▸ **REQUIRED WORK**:
Please copy every one of the items below word for word, leaving the pictures out of your answer.

[Labeled point records]
====================
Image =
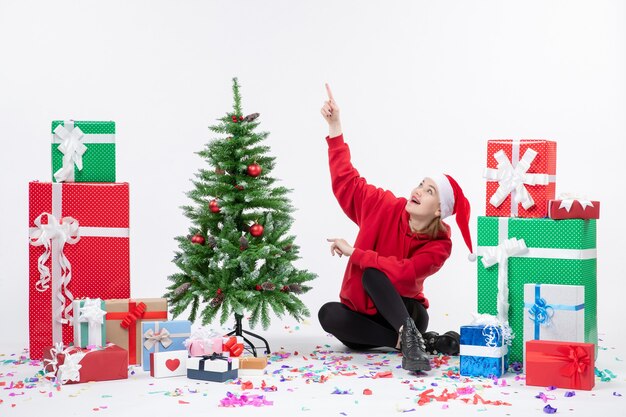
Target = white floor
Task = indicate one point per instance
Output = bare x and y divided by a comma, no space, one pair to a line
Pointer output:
312,375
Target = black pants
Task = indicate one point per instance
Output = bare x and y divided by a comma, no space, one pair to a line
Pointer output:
361,331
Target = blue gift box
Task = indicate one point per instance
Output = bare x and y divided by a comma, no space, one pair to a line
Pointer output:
215,368
162,336
482,351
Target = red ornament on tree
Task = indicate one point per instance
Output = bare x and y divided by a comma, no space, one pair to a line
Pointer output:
213,206
256,230
197,239
254,170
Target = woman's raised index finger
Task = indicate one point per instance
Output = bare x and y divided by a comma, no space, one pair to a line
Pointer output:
330,93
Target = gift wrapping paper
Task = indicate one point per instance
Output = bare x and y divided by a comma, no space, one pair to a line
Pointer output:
167,364
573,209
521,177
554,312
163,336
83,151
566,365
79,248
559,252
124,319
89,323
215,368
482,352
252,366
75,365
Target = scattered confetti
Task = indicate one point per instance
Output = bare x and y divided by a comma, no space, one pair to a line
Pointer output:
232,400
342,392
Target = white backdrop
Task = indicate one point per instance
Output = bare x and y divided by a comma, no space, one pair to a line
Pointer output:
422,86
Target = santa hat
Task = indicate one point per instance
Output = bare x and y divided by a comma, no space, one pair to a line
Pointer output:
453,201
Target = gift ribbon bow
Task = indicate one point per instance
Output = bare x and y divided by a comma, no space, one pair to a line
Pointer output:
64,231
214,356
576,361
70,369
72,148
134,315
541,312
567,200
493,328
152,338
514,179
500,255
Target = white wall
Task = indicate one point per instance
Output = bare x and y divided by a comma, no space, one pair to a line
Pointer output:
422,86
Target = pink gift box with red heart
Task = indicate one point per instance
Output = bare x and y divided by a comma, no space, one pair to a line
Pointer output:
167,364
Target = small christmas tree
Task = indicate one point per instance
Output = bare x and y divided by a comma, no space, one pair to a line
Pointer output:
238,255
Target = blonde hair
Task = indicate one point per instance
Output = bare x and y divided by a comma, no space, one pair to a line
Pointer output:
435,228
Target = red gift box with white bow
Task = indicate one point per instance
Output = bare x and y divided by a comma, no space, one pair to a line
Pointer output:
79,248
74,365
561,364
573,208
521,177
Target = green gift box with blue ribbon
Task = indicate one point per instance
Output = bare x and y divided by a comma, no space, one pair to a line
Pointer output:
554,312
513,252
483,352
83,151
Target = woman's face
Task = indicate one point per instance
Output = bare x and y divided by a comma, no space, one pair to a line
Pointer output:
424,201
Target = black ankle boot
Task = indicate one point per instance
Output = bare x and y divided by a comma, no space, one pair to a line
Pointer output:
447,343
414,357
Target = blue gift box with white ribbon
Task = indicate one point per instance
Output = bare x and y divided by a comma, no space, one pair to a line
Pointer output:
163,336
215,368
483,352
554,312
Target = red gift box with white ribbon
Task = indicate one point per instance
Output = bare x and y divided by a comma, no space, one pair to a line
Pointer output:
567,365
79,248
74,365
521,177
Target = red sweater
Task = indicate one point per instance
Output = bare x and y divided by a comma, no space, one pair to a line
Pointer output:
385,240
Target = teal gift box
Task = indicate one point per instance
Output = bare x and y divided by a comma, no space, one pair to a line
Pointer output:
89,322
482,352
83,151
559,252
163,336
554,312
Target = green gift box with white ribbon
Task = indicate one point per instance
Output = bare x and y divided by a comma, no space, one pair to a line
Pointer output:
83,151
89,322
513,252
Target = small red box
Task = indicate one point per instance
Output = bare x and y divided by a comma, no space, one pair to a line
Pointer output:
561,364
573,209
104,364
514,170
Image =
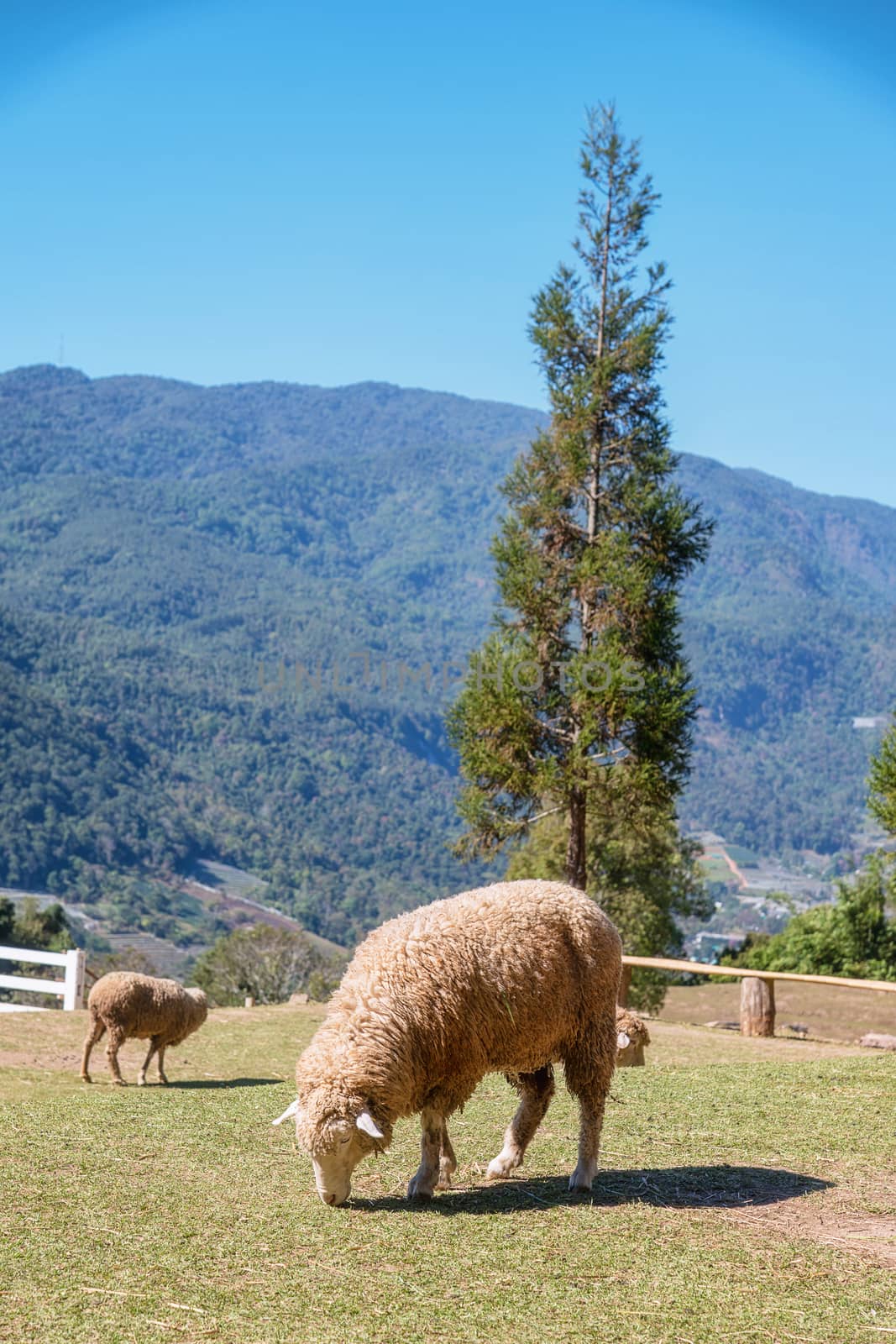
====================
▸ **TASK OUTPUT**:
Image =
Target = white floor
Task = indicate one point per instance
Output = bare x and y divided by a comma, no space, one pair to a line
Pointer output:
312,375
Target = black pants
Task = indicate one point per instance
Output = bare x and y divided by a comma, no space, one pair to a line
Pointer output:
361,331
Target = blue gift box
Task = indicate one point per instance
Output = bare x and y divided by a comma, no space, one pair to a line
Pointer output:
215,368
162,336
482,351
Target = red ornament on tree
Task = indicate one point per instance
Output = bare x and y divided by a comma, no space, one pair to a line
Pointer output:
213,206
256,230
197,239
254,170
Target = woman's raised index finger
Task = indicate one point per instance
Output = bare x and y divided by a comma, no space, one pair to a line
Pointer output:
330,93
Target = gift wrapping paper
Task = indicate one point per instance
Output = bare x and y divided by a comma, no space, one pair to a line
Pointer output:
167,364
573,209
521,177
554,312
163,336
83,151
566,365
79,248
559,252
124,319
89,323
215,368
482,352
252,366
75,365
Target = scattered confetti
Task = indicate one point per instance
Output = bare x and y divided by a comma, no space, one pair to a line
Pointer output:
232,400
342,392
Target = white backdrop
Task = indicate one point per instance
Output = bare x and y divided by a comma, no space, one pair to a line
Pointer output:
422,86
Target = santa hat
Task = indicate one point per instance
Output = bare x and y divided by a comma, no space, one pair to a line
Pointer output:
453,201
Target = gift ribbon bow
Task = indicate one point per instance
Output = bare x and y divided by a comma, no space, one pair to a line
Pointer output:
64,231
214,356
576,361
70,369
72,148
134,315
541,312
567,200
493,328
152,338
514,179
500,255
Target = white wall
Task = indicate one point per instance
Output = bare x and y divided by a comma, no space, one pair to a line
Pointer output:
422,86
Target = pink gift box with red heart
Task = indicate one point per instance
Output = bare x and y divided by a comma, no space, one pair to a line
Pointer output:
167,364
Target = small christmas tree
Task = indicate one point per instance
Output = bare x and y divided by a comma, no space, one pair to a line
Pointer output:
238,255
Target = blonde hair
Task = indicate one point per instance
Output = bare x and y divided by a comma, no space, one pair to a line
Pointer output:
435,228
Target = red gift box with white bow
Task = indicate one point per instance
Output = bare x and y divided by a comma, no space, one pair to a line
Pointer output:
79,248
74,365
561,364
573,208
521,177
Target = green gift box with blue ribbon
Task = indicate one point per instance
Output = bare x and y divided by a comma, no space, one pair to a line
Pointer output:
554,312
513,252
483,352
83,151
Target = woman's face
Task = indicate one point per instance
Output = bare x and y divided by a comma, no space, one pair to a line
Pointer output:
424,201
Target = black ankle boot
Task = indicate one point per instance
Output = bare x and y divided by a comma, no space, one pair to a line
Pointer output:
447,343
414,357
Target = blue gift box with white ribbon
Task = indicate one point per instance
Output = bare x and y divided by a comma, no space, one pair to a line
Pointer output:
163,336
215,368
483,352
554,312
Target = red gift box with white ribbon
Task = indicate one point per instance
Output = bare x and y divided by a comma, no space, one pair to a line
Pointer output:
567,365
79,248
74,365
521,177
Target = red sweater
Task = indicate one point per instance
Output = bare x and y divided by a comma, no space, one pair to a line
Pointer output:
385,240
Target = teal gift box
Task = indicate one point per instance
Output = bare x and y divided by a comma, no space, one pair to a line
Pointer output:
89,322
482,352
83,151
559,252
163,336
554,312
Target = green gift box with white ribbon
Task = indicate one point per instance
Output = bare x and y divided by a comma, no space, one pair to a line
Pointer output:
83,151
89,322
513,252
Target = small red box
Task = indicate one point per instance
Output = bare x and y divided by a comma, no space, one pair to a line
Pointer output:
561,364
573,209
104,364
514,170
Image =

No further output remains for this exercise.